■ **Aim**: In the blog post on the US human space flight review, why does the writer propose the Falcon 9 Heavy over the Delta IV? Answer in one to three sentences.

■ **Text provided**:
The blogosphere is all abuzz with the outcome of yesterday's final public meeting of the Review of US human space flight plans committee
Hyperbola, despite being in Washington DC this week and the US for the past two and a bit weeks, has been somewhat hampered in its efforts to monitor proceedings because of the
EAA Airventure airshow in Oshkosh, Wisconsin, the AIAA 45th Joint Propulsion Conference in Denver and the AUVSI Unmanned Systems North America 2009 conference, right here in the USA's capitol city (and some
tourism around Utah and DC's
national mall)
Despite that I found the time to write an analysis piece for our print title
Flight International which you can find here. I was interested in how NASA was re-examining Constellation and what the committee's comments were about the "program of record", to use the technical term, when the Ares rocket work was presented at the Hunstville, Alabama meeting on 29 July
Looking at the media coverage now the final public meeting has taken place, Hyperbola's reacton is, but is that news, we knew that already? We knew that
Constellation, in its current form, was unaffordable, we knew back in
June that opting for Delta IV was not a cheap option, but I would have to say that
the best headline prize goes to the RocketsAndSuch blog
Examining the realistic options we know that Atlas V is ruled out because of its Russian engines, and Augustine panel member and former Boeing Space Shuttle programme director Bo Bejmuk thinks its margins are to close to call
Delta IV could do the job apparently but you have to man rate it especially the RS-68 engines, and so why not use the Falcon 9 Heavy, it and its Merlin engines have been designed with NASA man rating standards from the get go?

■ **Data**:

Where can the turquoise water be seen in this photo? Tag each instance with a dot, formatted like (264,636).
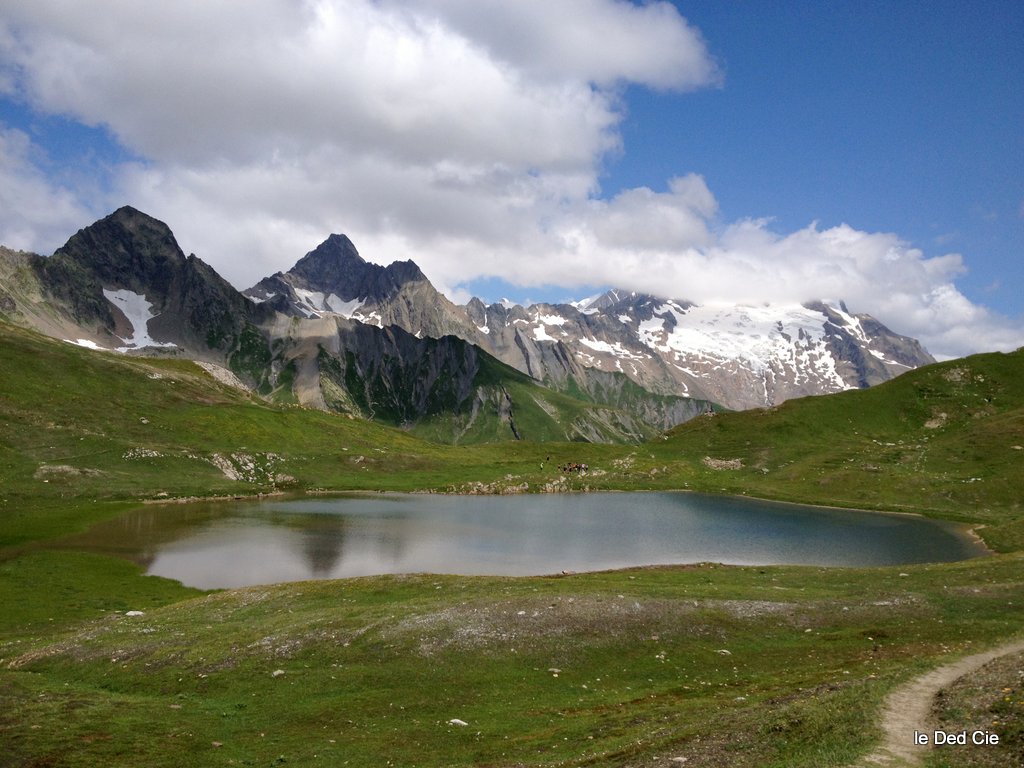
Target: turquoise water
(222,545)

■ **Finished task**: The Delta IV would have to be man rated, especially its RS-68 engines. The Falcon 9 Heavy and its Merlin engines were designed to NASA man rating standards from the start.